Labeled-object pointing entries
========================================

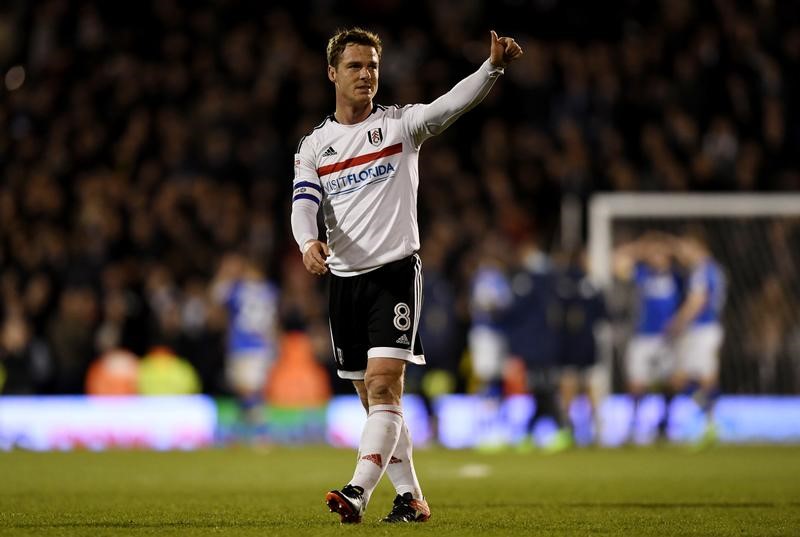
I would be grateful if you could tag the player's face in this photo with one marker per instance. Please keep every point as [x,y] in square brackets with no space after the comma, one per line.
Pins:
[356,75]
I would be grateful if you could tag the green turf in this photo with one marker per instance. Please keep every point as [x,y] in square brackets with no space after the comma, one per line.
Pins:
[232,492]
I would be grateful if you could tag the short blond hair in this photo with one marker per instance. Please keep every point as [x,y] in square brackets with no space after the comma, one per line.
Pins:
[358,36]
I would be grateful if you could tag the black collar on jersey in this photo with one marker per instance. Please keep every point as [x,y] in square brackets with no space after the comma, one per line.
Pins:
[375,108]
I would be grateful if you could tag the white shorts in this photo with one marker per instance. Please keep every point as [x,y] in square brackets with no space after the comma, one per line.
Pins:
[488,349]
[648,360]
[246,371]
[698,351]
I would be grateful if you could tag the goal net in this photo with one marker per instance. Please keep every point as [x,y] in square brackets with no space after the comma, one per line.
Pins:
[755,238]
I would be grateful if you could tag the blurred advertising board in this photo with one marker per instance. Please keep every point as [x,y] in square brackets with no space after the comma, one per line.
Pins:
[95,422]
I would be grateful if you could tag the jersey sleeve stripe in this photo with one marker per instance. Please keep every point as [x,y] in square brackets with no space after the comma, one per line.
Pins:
[306,197]
[361,159]
[308,184]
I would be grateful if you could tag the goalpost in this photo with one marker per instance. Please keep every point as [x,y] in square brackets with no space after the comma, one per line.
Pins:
[756,238]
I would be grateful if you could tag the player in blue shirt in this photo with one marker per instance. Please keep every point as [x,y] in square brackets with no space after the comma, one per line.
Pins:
[697,327]
[251,302]
[650,356]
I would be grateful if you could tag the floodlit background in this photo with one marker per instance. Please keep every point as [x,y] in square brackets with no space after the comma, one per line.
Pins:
[146,163]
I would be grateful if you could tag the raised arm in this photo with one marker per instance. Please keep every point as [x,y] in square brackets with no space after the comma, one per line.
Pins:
[442,112]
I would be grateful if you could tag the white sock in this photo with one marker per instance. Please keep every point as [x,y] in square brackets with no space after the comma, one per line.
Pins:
[401,466]
[378,442]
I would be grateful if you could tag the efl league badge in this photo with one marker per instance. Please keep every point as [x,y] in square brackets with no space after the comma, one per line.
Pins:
[375,137]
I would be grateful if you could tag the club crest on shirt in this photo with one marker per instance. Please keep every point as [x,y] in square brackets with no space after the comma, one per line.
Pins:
[375,137]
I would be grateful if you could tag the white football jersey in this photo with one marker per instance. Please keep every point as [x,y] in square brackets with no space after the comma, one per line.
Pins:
[365,176]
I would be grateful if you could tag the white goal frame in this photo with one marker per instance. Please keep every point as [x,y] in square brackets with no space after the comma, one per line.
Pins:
[608,207]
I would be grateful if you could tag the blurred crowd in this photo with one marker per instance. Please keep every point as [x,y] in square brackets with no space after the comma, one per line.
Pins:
[142,141]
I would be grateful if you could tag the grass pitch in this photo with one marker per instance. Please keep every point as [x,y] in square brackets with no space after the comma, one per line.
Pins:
[279,491]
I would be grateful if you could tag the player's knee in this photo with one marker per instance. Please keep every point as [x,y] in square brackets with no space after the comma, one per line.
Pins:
[383,388]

========================================

To do:
Convert the lines from the one containing "I would be grateful if you could tag the grass" through the end of the lines into a two-column CSV with the headers text and points. Give one row per tagging line, with its wording under text and its coordinates under points, and put each field in quotes with any line breaks replaced by spaces.

Exercise output:
text,points
"I would be grateful if you could tag the grass pitch in this photo with one marker per instance. Please keep every point as [x,y] in square brackets with no space after the comma, one per line. Pins:","[279,491]"
"I would be grateful if you could tag the player's knee in this photo with one marker per instance. Please keep every point as [x,y] in square brackets with no space after the comma, one per line. Pins:","[383,388]"